Your instructions:
Continue the article on cheese myths below, picking up after its final line and not the listing that follows it.

Text under study:
BEGIN
While cheese has become a saviour or a source of delicious topping for almost all kinds of cuisines, we still are unsure about the details beyond which can get hazy at times. While some consider cheese as unhealthy, there are also some who counter attack with their own set of beliefs regarding cheese. There are also many who like to pair cheese with red wine, one of the best combinations we have been believing all these years, but when we actually try it ourselves, the two don’t really go well together. Cheese, as much as dry as you think it is, is actually quite not true. In fact, there are a lot of cheese myths when it comes to cheese.

1. Avoid cheese if you’re lactose intolerant.

People who have been diagnosed by a doctor as lactose intolerant (i.e. if dairy upsets your stomach, it may not exactly be lactose/milk sugar that your body is specifically reacting to in dairy) may think all cheese is off limits. But the good news is that if you’ve been diagnosed as lactose intolerant, you can still eat most cheese! The first step of cheese-making is adding lactic acid bacteria to milk, which converts lactose into lactic acid. That one true fact about cheese is that once it has been aged for more than a month, no lactose remains. So all the lactose intolerants out there, go and have cheese guilt-free!

2. Blue cheese is always metallic and aggressive.
END
Material provided:
BEGIN
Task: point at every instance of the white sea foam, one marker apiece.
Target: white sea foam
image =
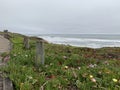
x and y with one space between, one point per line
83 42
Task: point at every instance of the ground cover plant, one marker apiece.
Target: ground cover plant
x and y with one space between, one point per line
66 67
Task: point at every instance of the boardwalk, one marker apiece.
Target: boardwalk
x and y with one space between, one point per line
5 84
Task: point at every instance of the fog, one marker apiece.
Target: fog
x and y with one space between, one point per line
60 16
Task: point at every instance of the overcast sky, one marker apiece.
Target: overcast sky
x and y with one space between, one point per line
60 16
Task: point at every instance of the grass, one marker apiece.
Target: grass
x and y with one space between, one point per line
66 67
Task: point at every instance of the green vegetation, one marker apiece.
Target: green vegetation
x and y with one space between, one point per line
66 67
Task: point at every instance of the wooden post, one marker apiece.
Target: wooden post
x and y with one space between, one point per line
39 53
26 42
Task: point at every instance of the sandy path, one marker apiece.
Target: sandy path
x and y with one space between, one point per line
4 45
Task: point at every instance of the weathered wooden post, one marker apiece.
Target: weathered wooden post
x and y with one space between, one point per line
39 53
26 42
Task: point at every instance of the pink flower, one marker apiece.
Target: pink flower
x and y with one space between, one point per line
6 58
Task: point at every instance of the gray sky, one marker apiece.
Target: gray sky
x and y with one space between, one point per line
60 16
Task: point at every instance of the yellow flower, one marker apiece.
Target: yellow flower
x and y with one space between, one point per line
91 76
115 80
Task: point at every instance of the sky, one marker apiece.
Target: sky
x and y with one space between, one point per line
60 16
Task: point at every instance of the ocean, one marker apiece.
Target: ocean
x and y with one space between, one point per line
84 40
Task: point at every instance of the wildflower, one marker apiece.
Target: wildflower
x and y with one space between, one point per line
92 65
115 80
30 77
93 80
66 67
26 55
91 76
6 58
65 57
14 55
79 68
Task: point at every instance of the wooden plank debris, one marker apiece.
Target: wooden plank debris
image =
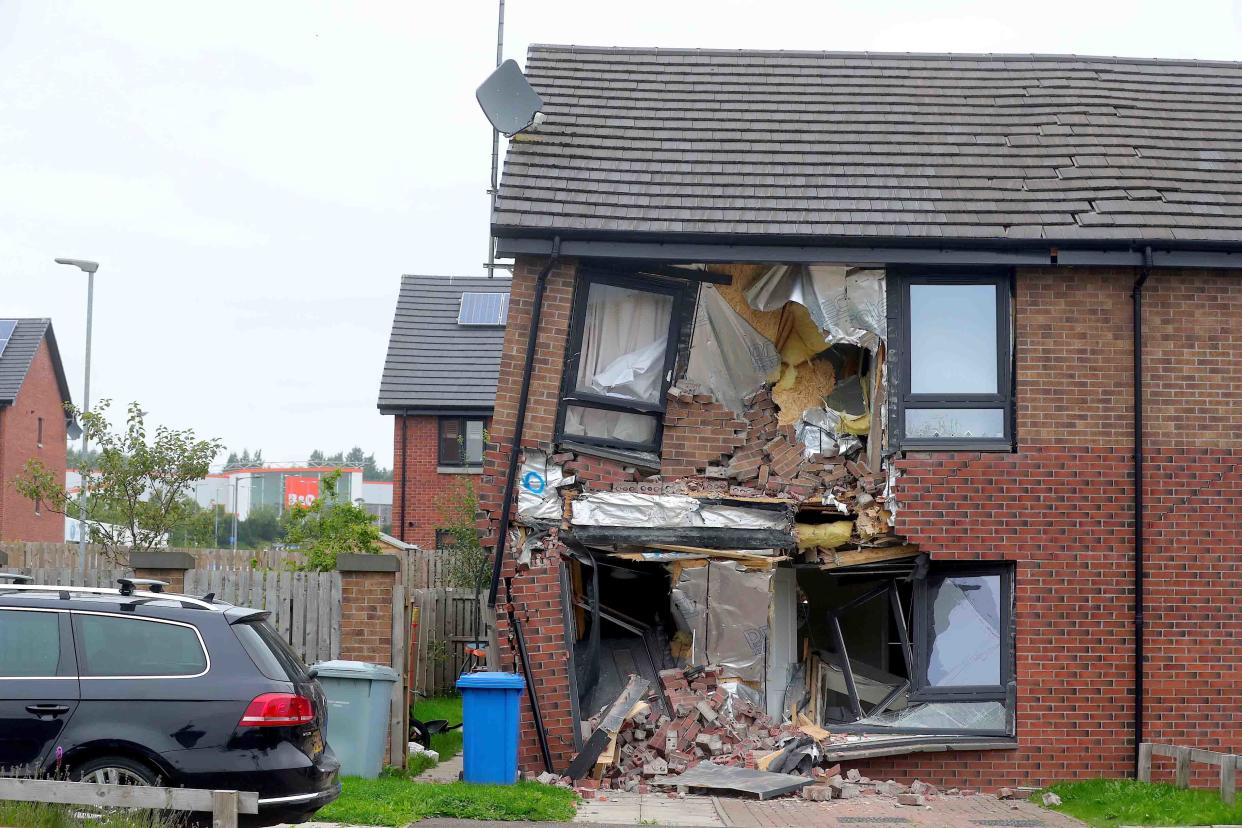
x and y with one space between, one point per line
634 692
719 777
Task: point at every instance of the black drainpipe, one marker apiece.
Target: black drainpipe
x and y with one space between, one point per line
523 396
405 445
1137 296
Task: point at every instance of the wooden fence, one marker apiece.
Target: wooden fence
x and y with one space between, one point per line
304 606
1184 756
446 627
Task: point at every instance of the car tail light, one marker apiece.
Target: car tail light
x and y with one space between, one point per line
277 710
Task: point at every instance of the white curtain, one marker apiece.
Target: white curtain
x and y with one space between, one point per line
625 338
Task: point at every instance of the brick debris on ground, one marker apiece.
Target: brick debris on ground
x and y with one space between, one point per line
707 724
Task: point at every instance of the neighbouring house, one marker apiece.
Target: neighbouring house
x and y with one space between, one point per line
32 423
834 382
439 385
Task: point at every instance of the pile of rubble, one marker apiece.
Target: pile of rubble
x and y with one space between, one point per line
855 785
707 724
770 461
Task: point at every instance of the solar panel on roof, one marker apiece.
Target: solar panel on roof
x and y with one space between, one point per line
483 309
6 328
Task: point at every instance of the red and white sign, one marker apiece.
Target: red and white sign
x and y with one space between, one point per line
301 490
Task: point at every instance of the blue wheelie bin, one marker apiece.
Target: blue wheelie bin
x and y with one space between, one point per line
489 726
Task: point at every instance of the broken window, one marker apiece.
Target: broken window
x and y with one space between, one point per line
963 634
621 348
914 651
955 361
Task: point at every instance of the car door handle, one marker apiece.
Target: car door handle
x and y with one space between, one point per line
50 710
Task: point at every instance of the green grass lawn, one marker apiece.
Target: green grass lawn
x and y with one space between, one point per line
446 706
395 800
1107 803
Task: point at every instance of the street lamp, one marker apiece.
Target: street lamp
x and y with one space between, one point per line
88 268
END
BEGIN
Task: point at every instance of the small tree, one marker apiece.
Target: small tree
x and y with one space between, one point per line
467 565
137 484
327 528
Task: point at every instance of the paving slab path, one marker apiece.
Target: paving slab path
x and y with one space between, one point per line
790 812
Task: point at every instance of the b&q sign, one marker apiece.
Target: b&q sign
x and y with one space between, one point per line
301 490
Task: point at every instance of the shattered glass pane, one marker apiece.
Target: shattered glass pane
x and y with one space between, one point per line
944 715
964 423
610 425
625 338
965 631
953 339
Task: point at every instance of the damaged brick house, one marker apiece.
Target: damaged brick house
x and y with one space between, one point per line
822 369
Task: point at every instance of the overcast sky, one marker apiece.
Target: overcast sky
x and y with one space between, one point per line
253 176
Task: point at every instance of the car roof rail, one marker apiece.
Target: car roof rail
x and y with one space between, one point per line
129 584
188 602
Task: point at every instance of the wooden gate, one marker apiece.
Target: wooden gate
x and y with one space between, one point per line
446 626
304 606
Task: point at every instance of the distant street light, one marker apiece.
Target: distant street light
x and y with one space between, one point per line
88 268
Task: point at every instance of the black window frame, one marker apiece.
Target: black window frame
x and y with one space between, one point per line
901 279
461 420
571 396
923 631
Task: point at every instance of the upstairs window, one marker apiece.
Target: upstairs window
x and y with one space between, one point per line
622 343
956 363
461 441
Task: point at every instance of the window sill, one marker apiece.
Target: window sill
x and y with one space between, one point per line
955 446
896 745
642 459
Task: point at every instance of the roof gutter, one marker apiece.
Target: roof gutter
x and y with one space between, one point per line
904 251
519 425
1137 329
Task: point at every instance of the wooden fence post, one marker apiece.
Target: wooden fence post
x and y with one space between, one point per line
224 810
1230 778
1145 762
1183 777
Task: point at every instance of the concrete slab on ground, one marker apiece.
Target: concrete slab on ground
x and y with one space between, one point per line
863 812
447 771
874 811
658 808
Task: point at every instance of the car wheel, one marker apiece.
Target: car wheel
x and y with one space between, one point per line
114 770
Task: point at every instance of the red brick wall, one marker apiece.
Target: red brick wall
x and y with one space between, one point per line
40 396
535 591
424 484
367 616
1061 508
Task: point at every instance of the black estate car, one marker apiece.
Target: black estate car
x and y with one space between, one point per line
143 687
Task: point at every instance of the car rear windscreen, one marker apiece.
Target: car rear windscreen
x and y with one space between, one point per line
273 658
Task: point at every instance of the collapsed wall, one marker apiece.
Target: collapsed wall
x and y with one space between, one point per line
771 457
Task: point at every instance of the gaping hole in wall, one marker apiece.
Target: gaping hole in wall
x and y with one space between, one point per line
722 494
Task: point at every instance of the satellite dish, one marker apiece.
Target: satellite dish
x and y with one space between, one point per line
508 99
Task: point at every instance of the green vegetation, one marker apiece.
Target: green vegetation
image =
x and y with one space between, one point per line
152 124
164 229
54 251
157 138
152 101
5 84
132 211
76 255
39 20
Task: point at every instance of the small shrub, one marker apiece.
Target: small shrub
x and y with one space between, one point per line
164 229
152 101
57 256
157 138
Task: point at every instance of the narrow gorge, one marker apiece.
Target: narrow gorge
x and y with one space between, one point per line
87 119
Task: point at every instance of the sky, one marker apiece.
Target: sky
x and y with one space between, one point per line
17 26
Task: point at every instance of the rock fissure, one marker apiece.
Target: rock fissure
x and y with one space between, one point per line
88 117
END
Answer section:
Most of us grew up eating blue cheese crumbles meant to top a steak or be stirred into salad dressing. But, there’s a huge difference in flavor between cheese that’s meant to be an ingredient and cheese that’s meant for snacking! If you think you hate blue cheese, it’s worth giving it another chance — the good stuff is complex and flavorful, especially when balanced out with a little swipe of honey or caramel. And, yes, some blues are stronger than others!

3. Red wine and Cheese are the perfect partner-in-crimes

Red wine can be very good with cheese. It can also be very bad with cheese. Yes, you heard that right!

Red wine often has higher alcohol than white or rosé. Add those two things together, and you’ve got a bigger wine. If you pair red wine with sturdier cheeses like Parmigiano Reggiano or an aged gouda, the two should be at worst fine together. But, if you pair a big red wine with a brie or fresh goat cheese, the wine will very often overwhelm the cheese.

4. The crunchy bits in aged cheese are salt crystals.

Salt is an important ingredient in cheese, but those crystals in your aged gouda aren’t salt. As cheese becomes older, the fermentation process breaks down its fats and proteins. Protein is made of amino acids, and as those amino acids break off, they crystallize. The first amino acid to break off is called “tyrosine,” and most of the crystals in your cheese are tyrosine crystals.

Fun fact: tyrosine is a precursor to dopamine, one of the “happiness” chemicals. So, aged cheese may just be giving you a bit of a mood boost!